━━ Material to process ━━

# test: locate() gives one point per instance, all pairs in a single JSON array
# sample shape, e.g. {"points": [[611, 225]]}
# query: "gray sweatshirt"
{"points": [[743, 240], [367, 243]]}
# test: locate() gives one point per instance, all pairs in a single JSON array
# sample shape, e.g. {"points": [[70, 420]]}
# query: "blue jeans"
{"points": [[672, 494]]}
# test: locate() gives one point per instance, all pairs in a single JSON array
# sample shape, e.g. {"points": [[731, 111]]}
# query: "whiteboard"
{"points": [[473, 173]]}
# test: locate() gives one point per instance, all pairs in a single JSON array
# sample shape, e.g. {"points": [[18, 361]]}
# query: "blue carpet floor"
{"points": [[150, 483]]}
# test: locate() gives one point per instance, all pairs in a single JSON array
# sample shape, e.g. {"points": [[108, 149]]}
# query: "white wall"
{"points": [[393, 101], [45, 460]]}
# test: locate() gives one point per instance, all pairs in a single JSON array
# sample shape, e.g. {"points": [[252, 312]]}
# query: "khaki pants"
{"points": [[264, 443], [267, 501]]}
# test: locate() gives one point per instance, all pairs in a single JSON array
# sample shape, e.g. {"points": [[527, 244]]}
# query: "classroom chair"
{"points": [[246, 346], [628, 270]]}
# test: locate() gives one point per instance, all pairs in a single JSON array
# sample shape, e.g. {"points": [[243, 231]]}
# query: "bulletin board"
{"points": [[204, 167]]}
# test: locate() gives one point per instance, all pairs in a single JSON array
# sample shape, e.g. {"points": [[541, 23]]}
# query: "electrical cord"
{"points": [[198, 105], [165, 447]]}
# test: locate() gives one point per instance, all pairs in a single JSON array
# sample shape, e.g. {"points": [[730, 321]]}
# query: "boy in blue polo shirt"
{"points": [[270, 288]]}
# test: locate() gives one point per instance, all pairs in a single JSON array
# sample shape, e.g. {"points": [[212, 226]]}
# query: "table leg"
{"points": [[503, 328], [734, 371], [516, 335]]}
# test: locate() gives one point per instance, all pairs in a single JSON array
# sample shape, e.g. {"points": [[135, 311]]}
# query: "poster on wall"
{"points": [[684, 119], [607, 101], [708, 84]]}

━━━

__What you have to do__. Emit the full listing verbatim.

__Exercise response__.
# test: locate() gives one point per instance, all pairs in a single JSON array
# sample shape, e.g. {"points": [[611, 225]]}
# query: "gray sweatshirt"
{"points": [[743, 240], [367, 243]]}
# test: locate() gives one point per instance, all pairs in a single JSON array
# sample shape, e.g. {"points": [[70, 420]]}
# query: "blue jeans"
{"points": [[672, 494]]}
# test: locate() gives one point per instance, all pairs in a single JSON array
# sample shape, e.g. {"points": [[731, 111]]}
# query: "whiteboard"
{"points": [[473, 173]]}
# test: locate() gives one point per instance, all pairs in a single JSON array
# sample shape, e.g. {"points": [[18, 361]]}
# query: "blue carpet floor"
{"points": [[150, 483]]}
# test: locate() gives one point per instance, all pairs in a single JSON array
# sample shape, e.g. {"points": [[108, 149]]}
# query: "white wall"
{"points": [[393, 101], [45, 460]]}
# test: locate() gives one point per instance, all pairs in a single JSON array
# sample shape, e.g. {"points": [[252, 312]]}
# query: "khaki pants"
{"points": [[264, 443], [267, 501]]}
# test: locate() gives one point per instance, all pairs in a single JSON array
# sample shape, e.g. {"points": [[527, 244]]}
# query: "classroom chair"
{"points": [[246, 346], [628, 270]]}
# test: locate() gives one point per instance, all pairs in a single JSON array
# sample shape, e.g. {"points": [[243, 231]]}
# query: "bulletin board"
{"points": [[204, 167]]}
# test: locate() gives one point per instance, all pairs in a single JSON array
# sample shape, e.g. {"points": [[541, 23]]}
# query: "electrical cord"
{"points": [[198, 105], [165, 447]]}
# test: locate() gives one point per instance, all pairs in a single JSON array
# sample shape, e.g. {"points": [[730, 321]]}
# query: "boy in blue polo shirt"
{"points": [[270, 288]]}
# test: locate() gives one point per instance, all pairs in a single JSON array
# sample shape, e.g. {"points": [[212, 226]]}
# query: "table leg"
{"points": [[503, 328], [734, 371], [516, 335]]}
# test: locate() gives one point per instance, all pairs in a single JSON array
# sample shape, e.g. {"points": [[135, 311]]}
# query: "poster on wall"
{"points": [[684, 119], [607, 101], [708, 84]]}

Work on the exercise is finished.